**Source**

■ ■ ■ ■ ■

The Lockett brothers grew up on the Island and began their musical careers playing locally. Tenor sax legend Mornington, once famously described by Oasis guitarist Noel Gallagher as "Jimi Hendrix on sax", will be performing with Bradley in the outfit, Sax Appeal, at the 1W Jazz Festival.

The Locketts' strong Island ties were enough to bring them back to Ventnor and is perhaps a reason why fans had travelled from as far afield as Portsmouth and Port Solent to watch them.
One of the highlights of the band's set was Vicari's humorous jazz take on Scotsmen in kilts. As her kilt rose, so did the intensity of the sound, to heavy jazz posthop crescendo.

Geri Ward, of 1W Jazz, said: "It was another in a series of great gigs in the rather funky little corner of the Island known as Ventnor.

"The audience was treated to a terrific encore of Chick Corea, which was delivered with such energy that Mornington and Andrea both nearly took off from the stage. "The full force of their international talent rose from the soul" JON MORENO Isle Of Wight County Press 16/3/07
 
'JAZZ UK March/April 2005
ANDREA VICARI Tryptych (33JAZZ099)
Pianist Vicari doesn't make it into Chilton's British Who's-Who but deserved to on the evidence of this well-crafted and uplifting set.

■ ■ ■ ■ ■

**Exercise requirements**
1 - Please rewrite the jazz write-up starting at "The Locketts' strong" and ending at "VICARI Tryptych (33JAZZ099)", using "Shanklin" in place of "Ventnor".
2 - Extend the jazz write-up about Andrea Vicari and the Lockett brothers, picking up right after its final sentence.

■ ■ ■ ■ ■

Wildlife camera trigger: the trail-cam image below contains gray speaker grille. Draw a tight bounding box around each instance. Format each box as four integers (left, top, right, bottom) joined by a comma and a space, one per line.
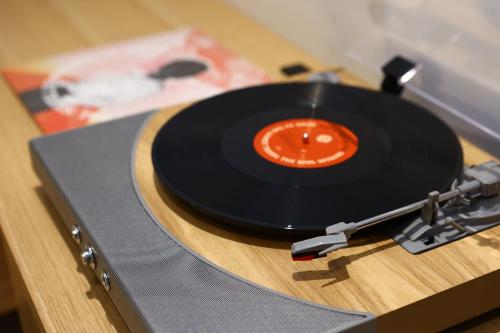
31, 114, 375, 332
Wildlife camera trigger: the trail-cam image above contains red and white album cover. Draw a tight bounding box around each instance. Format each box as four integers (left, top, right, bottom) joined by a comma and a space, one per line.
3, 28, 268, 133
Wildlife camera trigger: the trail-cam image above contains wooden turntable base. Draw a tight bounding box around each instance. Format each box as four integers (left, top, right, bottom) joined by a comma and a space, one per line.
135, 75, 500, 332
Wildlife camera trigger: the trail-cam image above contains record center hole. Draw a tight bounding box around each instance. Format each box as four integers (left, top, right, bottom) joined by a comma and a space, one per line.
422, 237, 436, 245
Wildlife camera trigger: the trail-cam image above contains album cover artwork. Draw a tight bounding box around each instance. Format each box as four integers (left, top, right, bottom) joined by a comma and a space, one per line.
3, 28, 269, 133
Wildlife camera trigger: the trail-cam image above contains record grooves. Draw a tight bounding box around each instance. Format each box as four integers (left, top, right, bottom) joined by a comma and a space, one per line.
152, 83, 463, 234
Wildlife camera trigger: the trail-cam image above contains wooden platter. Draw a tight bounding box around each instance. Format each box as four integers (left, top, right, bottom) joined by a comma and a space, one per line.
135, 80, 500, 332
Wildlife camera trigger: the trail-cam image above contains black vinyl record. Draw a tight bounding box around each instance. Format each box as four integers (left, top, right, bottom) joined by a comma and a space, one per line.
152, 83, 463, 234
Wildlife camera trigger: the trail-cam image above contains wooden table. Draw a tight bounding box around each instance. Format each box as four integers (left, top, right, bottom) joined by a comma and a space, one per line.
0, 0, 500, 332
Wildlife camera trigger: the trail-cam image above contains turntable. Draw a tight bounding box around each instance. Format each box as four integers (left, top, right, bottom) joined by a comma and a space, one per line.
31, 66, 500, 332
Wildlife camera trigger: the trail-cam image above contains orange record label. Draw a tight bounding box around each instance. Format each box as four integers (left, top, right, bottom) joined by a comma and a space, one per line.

■ ■ ■ ■ ■

**Per-task answers**
1 -
The Locketts' strong Island ties were enough to bring them back to Shanklin and is perhaps a reason why fans had travelled from as far afield as Portsmouth and Port Solent to watch them.
One of the highlights of the band's set was Vicari's humorous jazz take on Scotsmen in kilts. As her kilt rose, so did the intensity of the sound, to heavy jazz posthop crescendo.

Geri Ward, of 1W Jazz, said: "It was another in a series of great gigs in the rather funky little corner of the Island known as Shanklin.

"The audience was treated to a terrific encore of Chick Corea, which was delivered with such energy that Mornington and Andrea both nearly took off from the stage. "The full force of their international talent rose from the soul" JON MORENO Isle Of Wight County Press 16/3/07
 
'JAZZ UK March/April 2005
ANDREA VICARI Tryptych (33JAZZ099)

2 -
Combining with bassist Dorian Lockett and Seb Rochford (drums} she sets out on a programme of originals and standards, coming up trumps initially on 'Gaudi', Rochford's splashy shading adding to the colour of the piece. Vicari gives 'Bewitched' a fresh lick of paint, the theme harmonised, before she digs in and then does much the same with Cole Porter's 'l Love You'. This and her own 'Coming of Age' are highlights, the latter moving from Evans-like calm into a fevered sequence whose drive and momentum bring to mind the late Hampton Hawes at his best. Still, there's little need to overplay such comparisons since all these tracks offer ample testimony to Vicari's refreshing fusion of creativity and command. (PV) JAZZ UK
'The Observer' Sunday November 7, 2004
Andrea Vicari Tryptych (33 Records 33JAZZ 099)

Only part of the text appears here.